Aim 1:
In the text about the new W3C web standards, which specification do XQuery and XSLT 2.0 both rely on?

These new Web Standards will play a significant role in enterprise computing by connecting databases with the Web. XQuery allows data mining of everything from memos and Web service messages to multi-terabyte relational databases. XSLT 2.0 adds significant new functionality to the already widely deployed XSLT 1.0, which enables the transformation and styled presentation of XML documents. Both specifications rely on XPath 2.0, also significantly enriched from its previous version.

W3C's XSL Working Group and XML Query Working Group, who created these specifications, have addressed thousands of comments from implementers and the interested public to ensure that the specifications meet the needs of diverse communities.

XML Query 1.0 Joins Database and Document Worlds

XML Query (XQuery) describes a database query language for XML data.

Aim 2:
Copy out the rows verbatim, everything from the start of the rows down to the line containing "top-left (371, 511), bottom-right (631, 536)", with both ends included.

Records supplied:

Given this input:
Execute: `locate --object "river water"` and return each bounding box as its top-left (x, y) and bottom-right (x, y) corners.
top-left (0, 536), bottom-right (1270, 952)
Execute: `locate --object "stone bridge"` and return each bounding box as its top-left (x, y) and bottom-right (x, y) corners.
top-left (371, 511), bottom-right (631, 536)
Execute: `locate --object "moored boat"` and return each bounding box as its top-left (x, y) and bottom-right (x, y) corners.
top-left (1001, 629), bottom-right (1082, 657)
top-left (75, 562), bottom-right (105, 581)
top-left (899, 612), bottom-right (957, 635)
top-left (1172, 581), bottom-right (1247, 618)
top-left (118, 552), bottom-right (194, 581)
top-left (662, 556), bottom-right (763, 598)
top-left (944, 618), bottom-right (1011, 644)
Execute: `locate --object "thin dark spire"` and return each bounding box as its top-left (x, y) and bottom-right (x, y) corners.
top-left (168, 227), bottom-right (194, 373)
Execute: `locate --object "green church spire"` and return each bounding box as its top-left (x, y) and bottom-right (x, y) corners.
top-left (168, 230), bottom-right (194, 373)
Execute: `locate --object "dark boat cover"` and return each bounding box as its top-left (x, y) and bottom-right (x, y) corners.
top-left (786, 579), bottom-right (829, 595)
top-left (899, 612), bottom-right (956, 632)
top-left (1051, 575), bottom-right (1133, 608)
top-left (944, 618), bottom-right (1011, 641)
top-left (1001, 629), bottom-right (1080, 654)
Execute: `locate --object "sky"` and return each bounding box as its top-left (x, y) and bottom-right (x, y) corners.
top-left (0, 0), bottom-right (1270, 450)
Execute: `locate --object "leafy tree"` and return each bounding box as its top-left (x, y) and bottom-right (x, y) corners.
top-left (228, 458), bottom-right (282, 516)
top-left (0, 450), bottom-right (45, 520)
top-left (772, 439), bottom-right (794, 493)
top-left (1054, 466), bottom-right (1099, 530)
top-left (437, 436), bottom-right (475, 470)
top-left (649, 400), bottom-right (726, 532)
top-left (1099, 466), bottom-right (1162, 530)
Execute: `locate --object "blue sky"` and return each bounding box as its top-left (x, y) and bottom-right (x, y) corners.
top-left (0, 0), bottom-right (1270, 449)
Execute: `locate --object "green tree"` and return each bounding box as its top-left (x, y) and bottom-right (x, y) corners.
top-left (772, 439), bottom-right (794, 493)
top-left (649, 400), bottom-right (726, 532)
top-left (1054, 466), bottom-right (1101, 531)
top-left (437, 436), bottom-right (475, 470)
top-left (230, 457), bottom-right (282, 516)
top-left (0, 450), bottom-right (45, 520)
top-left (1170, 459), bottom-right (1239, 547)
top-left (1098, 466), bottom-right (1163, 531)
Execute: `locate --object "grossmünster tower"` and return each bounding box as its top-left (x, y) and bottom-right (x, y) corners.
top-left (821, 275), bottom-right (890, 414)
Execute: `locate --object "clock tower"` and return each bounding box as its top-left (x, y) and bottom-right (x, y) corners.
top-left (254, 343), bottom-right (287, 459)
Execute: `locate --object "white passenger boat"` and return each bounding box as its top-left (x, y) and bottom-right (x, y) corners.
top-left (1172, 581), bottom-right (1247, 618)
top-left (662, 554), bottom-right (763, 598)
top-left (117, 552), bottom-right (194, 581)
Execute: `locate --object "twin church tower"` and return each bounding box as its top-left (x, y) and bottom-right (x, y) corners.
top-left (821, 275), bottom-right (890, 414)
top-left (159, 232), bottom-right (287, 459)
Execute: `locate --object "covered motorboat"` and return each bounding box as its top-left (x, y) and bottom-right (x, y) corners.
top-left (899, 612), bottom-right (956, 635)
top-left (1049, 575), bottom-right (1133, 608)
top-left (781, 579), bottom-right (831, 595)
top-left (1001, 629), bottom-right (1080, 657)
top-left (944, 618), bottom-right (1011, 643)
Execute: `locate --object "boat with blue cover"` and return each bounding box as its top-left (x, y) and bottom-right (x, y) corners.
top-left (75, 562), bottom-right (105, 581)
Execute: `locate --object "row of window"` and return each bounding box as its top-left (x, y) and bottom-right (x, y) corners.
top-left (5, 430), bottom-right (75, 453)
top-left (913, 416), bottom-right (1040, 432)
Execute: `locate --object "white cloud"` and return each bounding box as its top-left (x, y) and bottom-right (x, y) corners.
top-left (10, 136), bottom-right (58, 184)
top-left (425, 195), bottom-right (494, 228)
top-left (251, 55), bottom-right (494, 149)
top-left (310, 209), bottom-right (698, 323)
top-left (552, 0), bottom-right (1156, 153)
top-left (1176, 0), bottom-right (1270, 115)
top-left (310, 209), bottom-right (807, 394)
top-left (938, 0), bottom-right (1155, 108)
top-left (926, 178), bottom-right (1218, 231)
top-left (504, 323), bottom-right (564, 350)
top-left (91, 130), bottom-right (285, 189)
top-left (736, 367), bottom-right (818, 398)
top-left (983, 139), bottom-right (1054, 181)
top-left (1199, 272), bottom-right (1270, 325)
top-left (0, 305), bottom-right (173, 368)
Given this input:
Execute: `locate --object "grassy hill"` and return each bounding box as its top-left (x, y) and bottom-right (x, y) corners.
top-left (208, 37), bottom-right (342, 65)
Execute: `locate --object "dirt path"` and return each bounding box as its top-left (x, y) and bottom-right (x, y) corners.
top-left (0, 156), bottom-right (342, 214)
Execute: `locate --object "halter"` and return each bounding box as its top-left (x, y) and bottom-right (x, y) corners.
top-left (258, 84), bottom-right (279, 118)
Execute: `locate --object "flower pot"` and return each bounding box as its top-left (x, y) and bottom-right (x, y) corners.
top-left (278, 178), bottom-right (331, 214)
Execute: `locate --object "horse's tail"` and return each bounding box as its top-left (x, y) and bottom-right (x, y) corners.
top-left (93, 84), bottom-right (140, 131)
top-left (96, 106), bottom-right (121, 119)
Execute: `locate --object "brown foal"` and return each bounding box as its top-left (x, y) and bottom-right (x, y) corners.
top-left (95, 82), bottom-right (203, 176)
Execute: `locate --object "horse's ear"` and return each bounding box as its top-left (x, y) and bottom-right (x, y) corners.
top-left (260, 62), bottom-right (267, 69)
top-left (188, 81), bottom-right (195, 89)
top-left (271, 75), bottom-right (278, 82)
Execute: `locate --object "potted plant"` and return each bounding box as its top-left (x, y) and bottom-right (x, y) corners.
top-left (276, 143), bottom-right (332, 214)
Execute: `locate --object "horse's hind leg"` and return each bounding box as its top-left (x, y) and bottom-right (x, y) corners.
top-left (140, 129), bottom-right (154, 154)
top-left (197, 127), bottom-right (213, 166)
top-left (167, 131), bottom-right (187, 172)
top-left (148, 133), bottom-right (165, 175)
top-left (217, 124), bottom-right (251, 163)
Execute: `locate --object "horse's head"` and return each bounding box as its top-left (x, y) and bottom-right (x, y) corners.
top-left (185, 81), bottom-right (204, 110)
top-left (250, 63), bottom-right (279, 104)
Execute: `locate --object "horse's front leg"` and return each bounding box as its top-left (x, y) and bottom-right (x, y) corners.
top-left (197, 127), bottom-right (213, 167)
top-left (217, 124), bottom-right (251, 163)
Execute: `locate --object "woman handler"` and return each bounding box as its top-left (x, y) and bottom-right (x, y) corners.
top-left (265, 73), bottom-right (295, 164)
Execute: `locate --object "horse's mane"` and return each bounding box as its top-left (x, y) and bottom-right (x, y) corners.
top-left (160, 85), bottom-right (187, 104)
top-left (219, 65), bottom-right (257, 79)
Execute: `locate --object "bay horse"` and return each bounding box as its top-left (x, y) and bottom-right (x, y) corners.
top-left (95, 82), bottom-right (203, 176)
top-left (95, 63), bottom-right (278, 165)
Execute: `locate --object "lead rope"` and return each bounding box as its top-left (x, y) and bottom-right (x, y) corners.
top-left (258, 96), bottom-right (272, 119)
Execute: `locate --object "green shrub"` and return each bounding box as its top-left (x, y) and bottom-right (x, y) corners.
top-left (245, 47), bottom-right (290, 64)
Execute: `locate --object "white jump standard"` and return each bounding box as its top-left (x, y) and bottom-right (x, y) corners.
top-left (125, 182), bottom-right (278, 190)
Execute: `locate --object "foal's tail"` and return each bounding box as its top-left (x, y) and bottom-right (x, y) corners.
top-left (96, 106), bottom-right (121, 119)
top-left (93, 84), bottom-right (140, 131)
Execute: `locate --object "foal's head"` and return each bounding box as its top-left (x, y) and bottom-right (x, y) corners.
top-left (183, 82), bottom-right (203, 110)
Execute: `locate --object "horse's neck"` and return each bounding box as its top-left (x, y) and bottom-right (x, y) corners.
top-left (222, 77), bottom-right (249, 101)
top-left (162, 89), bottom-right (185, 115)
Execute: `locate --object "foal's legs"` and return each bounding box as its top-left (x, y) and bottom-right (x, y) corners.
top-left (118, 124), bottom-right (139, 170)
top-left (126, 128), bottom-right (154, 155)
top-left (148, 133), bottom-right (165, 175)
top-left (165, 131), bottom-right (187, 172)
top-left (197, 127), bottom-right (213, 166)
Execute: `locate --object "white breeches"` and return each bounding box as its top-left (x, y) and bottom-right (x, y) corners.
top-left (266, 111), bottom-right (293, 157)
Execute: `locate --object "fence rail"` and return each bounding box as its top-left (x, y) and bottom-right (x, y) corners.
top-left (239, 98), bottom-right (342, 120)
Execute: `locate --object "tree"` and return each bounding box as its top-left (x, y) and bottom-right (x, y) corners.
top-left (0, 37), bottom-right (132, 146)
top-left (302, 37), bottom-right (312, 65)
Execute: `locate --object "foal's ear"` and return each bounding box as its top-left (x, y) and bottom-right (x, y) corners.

Full answer 1:
XPath 2.0

Full answer 2:
Given this input:
Execute: `locate --object "river water"` and return each bounding box as its top-left (x, y) and bottom-right (x, y) corners.
top-left (0, 536), bottom-right (1270, 952)
Execute: `locate --object "stone bridge"` and return each bounding box as its top-left (x, y) and bottom-right (x, y) corners.
top-left (371, 511), bottom-right (631, 536)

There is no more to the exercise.